• SUPPLIED RECORDS
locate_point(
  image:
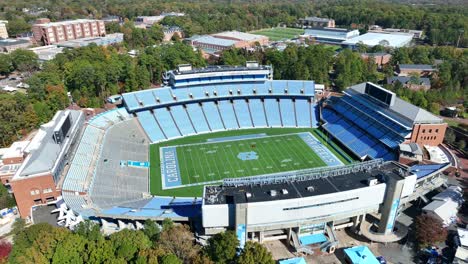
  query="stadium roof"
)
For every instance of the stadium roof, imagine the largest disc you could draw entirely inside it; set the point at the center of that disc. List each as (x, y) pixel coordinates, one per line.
(238, 35)
(215, 41)
(298, 189)
(422, 67)
(316, 19)
(43, 152)
(427, 169)
(293, 261)
(361, 255)
(403, 108)
(411, 148)
(394, 40)
(406, 79)
(308, 30)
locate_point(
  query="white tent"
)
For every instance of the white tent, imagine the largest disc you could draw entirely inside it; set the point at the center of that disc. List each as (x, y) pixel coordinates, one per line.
(445, 211)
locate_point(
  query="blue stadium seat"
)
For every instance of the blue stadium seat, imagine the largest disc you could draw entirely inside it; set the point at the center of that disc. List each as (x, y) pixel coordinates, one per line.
(167, 124)
(303, 113)
(212, 115)
(258, 113)
(147, 98)
(272, 112)
(287, 113)
(150, 126)
(242, 113)
(227, 113)
(182, 120)
(198, 118)
(164, 95)
(131, 101)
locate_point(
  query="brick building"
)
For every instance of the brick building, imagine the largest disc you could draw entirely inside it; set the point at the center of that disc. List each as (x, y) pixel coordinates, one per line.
(35, 181)
(310, 22)
(48, 32)
(381, 58)
(419, 69)
(3, 31)
(11, 160)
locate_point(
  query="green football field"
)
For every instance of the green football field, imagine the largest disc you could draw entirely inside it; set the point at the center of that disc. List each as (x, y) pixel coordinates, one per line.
(279, 33)
(155, 184)
(247, 157)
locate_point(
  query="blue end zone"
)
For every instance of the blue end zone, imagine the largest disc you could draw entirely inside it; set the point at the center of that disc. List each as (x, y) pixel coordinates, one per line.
(170, 167)
(324, 153)
(223, 139)
(143, 164)
(312, 239)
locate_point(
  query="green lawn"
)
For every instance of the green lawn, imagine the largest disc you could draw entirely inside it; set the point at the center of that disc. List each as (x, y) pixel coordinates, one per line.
(192, 191)
(279, 33)
(200, 163)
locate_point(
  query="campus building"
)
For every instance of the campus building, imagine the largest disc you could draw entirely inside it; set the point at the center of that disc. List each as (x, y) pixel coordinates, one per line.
(386, 39)
(312, 22)
(330, 35)
(35, 181)
(9, 45)
(49, 33)
(3, 30)
(226, 40)
(106, 40)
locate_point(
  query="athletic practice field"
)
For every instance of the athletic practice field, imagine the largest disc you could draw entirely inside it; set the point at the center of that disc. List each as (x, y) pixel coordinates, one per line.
(181, 167)
(279, 33)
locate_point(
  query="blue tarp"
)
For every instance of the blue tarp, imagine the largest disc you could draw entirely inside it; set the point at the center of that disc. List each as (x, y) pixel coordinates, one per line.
(360, 255)
(424, 170)
(312, 239)
(293, 261)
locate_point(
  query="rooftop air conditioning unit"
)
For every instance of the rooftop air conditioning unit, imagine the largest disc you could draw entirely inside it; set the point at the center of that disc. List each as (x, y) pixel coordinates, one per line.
(372, 182)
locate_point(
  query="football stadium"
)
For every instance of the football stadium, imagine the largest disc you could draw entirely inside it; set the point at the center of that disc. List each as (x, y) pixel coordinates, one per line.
(229, 148)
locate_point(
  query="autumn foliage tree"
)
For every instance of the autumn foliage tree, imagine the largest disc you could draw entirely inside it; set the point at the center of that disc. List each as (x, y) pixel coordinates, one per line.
(429, 230)
(5, 249)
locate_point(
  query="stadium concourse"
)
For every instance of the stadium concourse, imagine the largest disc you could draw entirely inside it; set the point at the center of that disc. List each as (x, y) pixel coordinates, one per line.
(110, 174)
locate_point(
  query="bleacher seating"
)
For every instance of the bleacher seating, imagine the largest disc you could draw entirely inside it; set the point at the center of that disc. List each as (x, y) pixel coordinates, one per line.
(353, 137)
(287, 112)
(303, 113)
(243, 113)
(167, 124)
(152, 129)
(182, 120)
(198, 119)
(258, 113)
(227, 113)
(272, 112)
(212, 115)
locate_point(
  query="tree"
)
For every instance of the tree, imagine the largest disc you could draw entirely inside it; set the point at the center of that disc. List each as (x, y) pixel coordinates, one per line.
(462, 144)
(450, 136)
(429, 230)
(222, 247)
(127, 243)
(5, 249)
(151, 230)
(24, 60)
(170, 259)
(6, 64)
(179, 241)
(255, 253)
(89, 230)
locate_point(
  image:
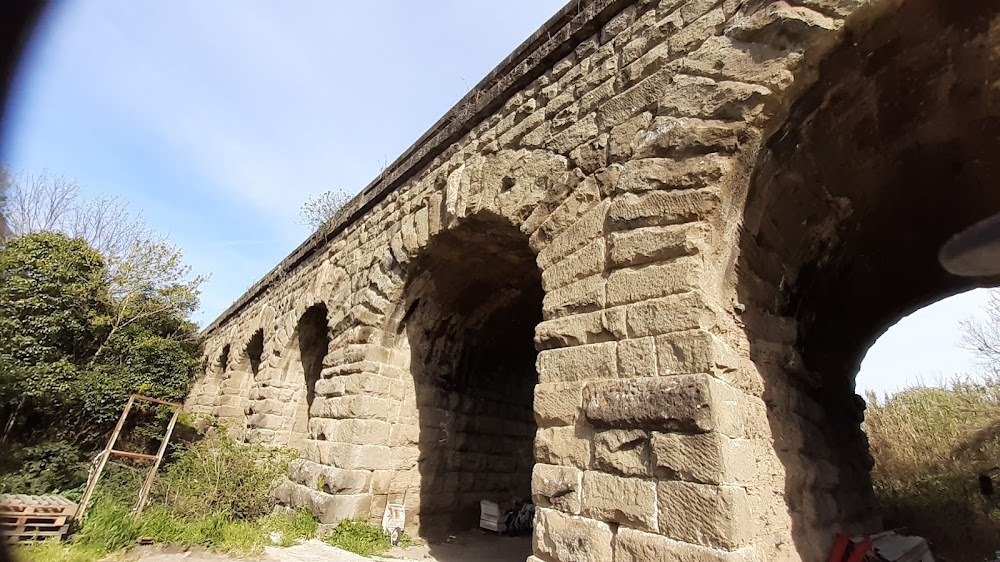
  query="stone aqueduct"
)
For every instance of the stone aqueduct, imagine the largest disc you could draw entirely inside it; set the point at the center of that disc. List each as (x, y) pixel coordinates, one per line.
(632, 274)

• WORK REQUIRED
Print the records again exactly, without the pictures.

• YOUR RESPONSE
locate_point(
  image:
  query="stadium roof"
)
For every instance of the stadium roof, imagine the largest disc you could draw entirely inside it; set the point at the center of that disc. List each as (x, y) pixel coordinates, one per line.
(238, 35)
(215, 41)
(298, 189)
(422, 67)
(316, 19)
(43, 152)
(427, 169)
(293, 261)
(361, 255)
(403, 108)
(411, 148)
(394, 40)
(406, 79)
(308, 30)
locate_point(
  query="white tent"
)
For every instance of the white tent, imagine the largest disc you could draw entirely inside it; set the point at the center of that disc. List each as (x, y) pixel coordinates, one per line.
(445, 211)
locate_point(
  query="blue stadium seat"
)
For every instance of the blue stadium seat, imagine the largest disc you could draw entirely inside it; set the point at the center of that disc. List each as (x, y) pixel coordinates, one per line.
(167, 124)
(303, 113)
(212, 115)
(258, 113)
(147, 98)
(272, 112)
(287, 113)
(150, 126)
(242, 113)
(227, 113)
(182, 120)
(198, 118)
(164, 95)
(131, 101)
locate_point(
  query="brick building"
)
For every instance of the brick building, imagine the largest disc you could draw entirely inside it; set the point at the center of that disc. List each as (x, y) pixel coordinates, one per line.
(35, 181)
(310, 22)
(48, 32)
(381, 58)
(419, 69)
(3, 31)
(11, 160)
locate_point(
  query="green football field"
)
For every instance of the green football field, imagine the largest disc you could draw entirely inside it; set the point at the center of that disc. List each as (x, y) pixel coordinates, one per line.
(279, 33)
(155, 184)
(247, 157)
locate_point(
  query="blue end zone"
)
For every instance of the blue end zone, imagine the largest disc you could draw entirely inside it; set the point at the center of that disc. List each as (x, y) pixel coordinates, one per line.
(170, 167)
(324, 153)
(223, 139)
(143, 164)
(312, 239)
locate_point(
  query="green lawn"
)
For every instance of the green lawn, imagine the largest disc you could draw entirely inside it; set the point at the center of that disc. List each as (x, y) pixel coordinates, one per line.
(192, 191)
(279, 33)
(200, 163)
locate_point(
  query="campus building"
)
For every instance of the campus building, imagine the largest disc you could draw entirely inside it; set the point at the center of that disc. List each as (x, y) pixel coordinates, one per line.
(386, 39)
(312, 22)
(330, 35)
(35, 181)
(9, 45)
(49, 33)
(3, 30)
(226, 40)
(106, 40)
locate_point(
  query="athletic practice field"
)
For every instance of the athletic practice field, imagine the largest disc you could draw entirely inside it; set the point at the center of that disc. List each as (x, y) pixel coordinates, one per line.
(181, 167)
(279, 33)
locate_point(
  query="blue tarp"
)
For every instance of the blue tarp, imagine the largest disc you could draw entirely inside it; set the point at the center of that disc. List each as (x, y) pixel coordinates, one per line.
(360, 255)
(424, 170)
(312, 239)
(293, 261)
locate_point(
  query="rooftop air conditioning unit"
)
For every instance of the rooftop air conditioning unit, imagine the largest disc you could draw entirely inside it; set the point at the center of that disc. List each as (x, y) pixel coordinates, one per line.
(372, 182)
locate_point(
  query="football stadium"
)
For every instance of the football stadium, imagine the largest disc you could draw entirely inside it; set the point at the center of that disc. List each as (x, y) pixel coordinates, one per line.
(229, 148)
locate_point(
  query="autumn foliage tree"
)
For every instance of the autumn foliage tree, imagine the largest disc you could draw entirely inside it; set the point at the center of that disc. List each as (x, y) pixel coordinates, one per line.
(429, 230)
(5, 249)
locate_point(
  query="stadium concourse"
)
For every instance of the stadium concourse, imagine the largest disc you could draw entirely inside it; set the point at the center of that disc. List each as (x, y) pixel coordinates, one per line.
(110, 174)
locate_point(
  query="bleacher seating"
)
For every instance of the bleacher seating, imagine the largest disc you could draw entirely inside it; set the point at the center of that disc. List each as (x, y) pixel coordinates, one per line.
(353, 137)
(287, 112)
(303, 113)
(243, 113)
(167, 124)
(152, 129)
(182, 120)
(198, 119)
(258, 113)
(227, 113)
(272, 112)
(212, 115)
locate_point(
  query="tree"
)
For every instance of the tree, imagine the largest disc you could draw entirely inside it; set the point at the center of that disc. List each as (x, y) pixel coordinates, one per line.
(462, 144)
(450, 136)
(429, 230)
(222, 247)
(127, 243)
(5, 249)
(151, 230)
(24, 60)
(170, 259)
(6, 64)
(179, 241)
(255, 253)
(89, 230)
locate_point(
  image:
  query="stone aqueduct"
)
For every instance of the stone aqueduct, imagine the largest disc you could draw entirely inside it; set the point at the center of that disc. List each as (x, y) pixel coordinates, one per line.
(632, 274)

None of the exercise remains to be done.